### EXCERPTED DATA
◆ ◆ ◆ ◆
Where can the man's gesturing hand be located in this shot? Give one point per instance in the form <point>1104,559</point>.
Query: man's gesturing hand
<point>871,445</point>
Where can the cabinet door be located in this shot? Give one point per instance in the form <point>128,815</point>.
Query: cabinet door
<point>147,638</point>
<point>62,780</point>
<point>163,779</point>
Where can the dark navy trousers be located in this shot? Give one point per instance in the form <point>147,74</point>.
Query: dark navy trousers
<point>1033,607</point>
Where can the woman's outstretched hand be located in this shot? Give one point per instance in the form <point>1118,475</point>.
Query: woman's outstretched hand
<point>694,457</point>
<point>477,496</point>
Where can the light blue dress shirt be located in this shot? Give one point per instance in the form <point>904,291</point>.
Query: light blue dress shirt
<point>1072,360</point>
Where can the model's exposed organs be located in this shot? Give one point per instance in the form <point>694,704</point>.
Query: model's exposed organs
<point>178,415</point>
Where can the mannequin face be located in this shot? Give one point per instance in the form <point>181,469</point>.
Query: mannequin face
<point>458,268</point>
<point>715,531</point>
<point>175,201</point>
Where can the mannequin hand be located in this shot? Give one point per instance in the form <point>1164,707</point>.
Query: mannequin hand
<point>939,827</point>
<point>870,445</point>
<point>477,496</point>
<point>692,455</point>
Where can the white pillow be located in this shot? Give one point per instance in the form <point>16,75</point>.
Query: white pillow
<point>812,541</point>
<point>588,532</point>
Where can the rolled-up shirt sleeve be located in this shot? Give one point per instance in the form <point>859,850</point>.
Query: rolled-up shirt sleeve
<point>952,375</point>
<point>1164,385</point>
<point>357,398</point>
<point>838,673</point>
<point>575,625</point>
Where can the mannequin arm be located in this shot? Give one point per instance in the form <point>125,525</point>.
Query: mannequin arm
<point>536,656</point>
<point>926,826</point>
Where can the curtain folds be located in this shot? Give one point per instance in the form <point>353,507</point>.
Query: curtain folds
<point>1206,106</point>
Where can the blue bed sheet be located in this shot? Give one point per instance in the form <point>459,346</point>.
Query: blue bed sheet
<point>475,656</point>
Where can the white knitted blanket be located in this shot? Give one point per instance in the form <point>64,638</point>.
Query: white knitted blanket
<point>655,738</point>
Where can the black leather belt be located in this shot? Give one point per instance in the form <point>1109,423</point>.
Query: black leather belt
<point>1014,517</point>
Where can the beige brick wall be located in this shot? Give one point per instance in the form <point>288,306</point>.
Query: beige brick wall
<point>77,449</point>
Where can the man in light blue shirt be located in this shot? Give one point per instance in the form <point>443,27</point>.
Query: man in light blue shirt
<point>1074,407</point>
◆ ◆ ◆ ◆
### WHAT THE TASK ASKS
Reproduce every line of the data verbatim.

### EXERCISE SOLUTION
Where can the man's gesturing hand be located in this shot? Give one point per instance in the form <point>1104,559</point>.
Query: man's gesturing hand
<point>871,445</point>
Where can the cabinet door be located in this shot? Give one point per instance in the form <point>128,815</point>.
Query: cabinet door
<point>147,638</point>
<point>62,780</point>
<point>163,779</point>
Where can the dark navy trousers be located in this shot? Give one point per instance in the form <point>147,74</point>.
Query: dark navy trousers
<point>1033,607</point>
Where can the woman's outstretched hand be located in this shot? Give one point per instance in the form <point>1118,475</point>.
Query: woman's outstretched hand
<point>694,457</point>
<point>477,496</point>
Where can the light blue dress shirt be located in this shot? Give one point per instance in the form <point>904,291</point>.
Query: light blue dress shirt
<point>1072,360</point>
Where can the model's exposed organs be located in this shot? Give one point per instance in the form <point>694,704</point>.
Query: model's exposed organs
<point>178,415</point>
Where can the mannequin face be located in this shot? Give one point per instance in the form <point>181,469</point>.
Query: mannequin face
<point>458,268</point>
<point>715,531</point>
<point>175,201</point>
Where can the mannequin hand be located in this shot? Give one point per instance in the form <point>1164,707</point>.
Query: mannequin hand
<point>939,827</point>
<point>870,445</point>
<point>477,496</point>
<point>692,455</point>
Where can the white pillow be located in this shot? Give one point per instance in the form <point>16,75</point>.
Query: white pillow
<point>812,541</point>
<point>588,532</point>
Where can the rolled-up shirt sleeve be located in this shot? Give one point per instance in the form <point>859,850</point>.
Query: rolled-up shirt sleeve
<point>952,375</point>
<point>1164,385</point>
<point>357,398</point>
<point>838,673</point>
<point>575,625</point>
Where can the mannequin arm be located in this shot? Give one point per instance in the form <point>125,525</point>.
Query: mannequin arm
<point>536,656</point>
<point>926,826</point>
Where can the curtain folds be located in this shot? Give one point per instance in the form <point>353,507</point>.
Query: curtain folds
<point>1206,106</point>
Where can the blue bed sheet be located in this shot? Give one point per instance in the form <point>459,346</point>.
Query: blue bed sheet
<point>475,656</point>
Where can the white knitted blanket be located in this shot? Give one point per instance in the form <point>64,638</point>.
Query: white knitted blanket
<point>655,738</point>
Where can the black leather belt be located in this shot? Give one point per instance in the form <point>1109,423</point>.
Query: black leather belt
<point>1014,517</point>
Where can the beige brick wall be located in this shot? Give one point per instance in the form <point>288,306</point>.
Query: beige brick wall
<point>77,449</point>
Where can the man in light blue shirt be located in this shot? Give one point per instance in the form <point>443,27</point>.
Query: man in light blue shirt
<point>1074,407</point>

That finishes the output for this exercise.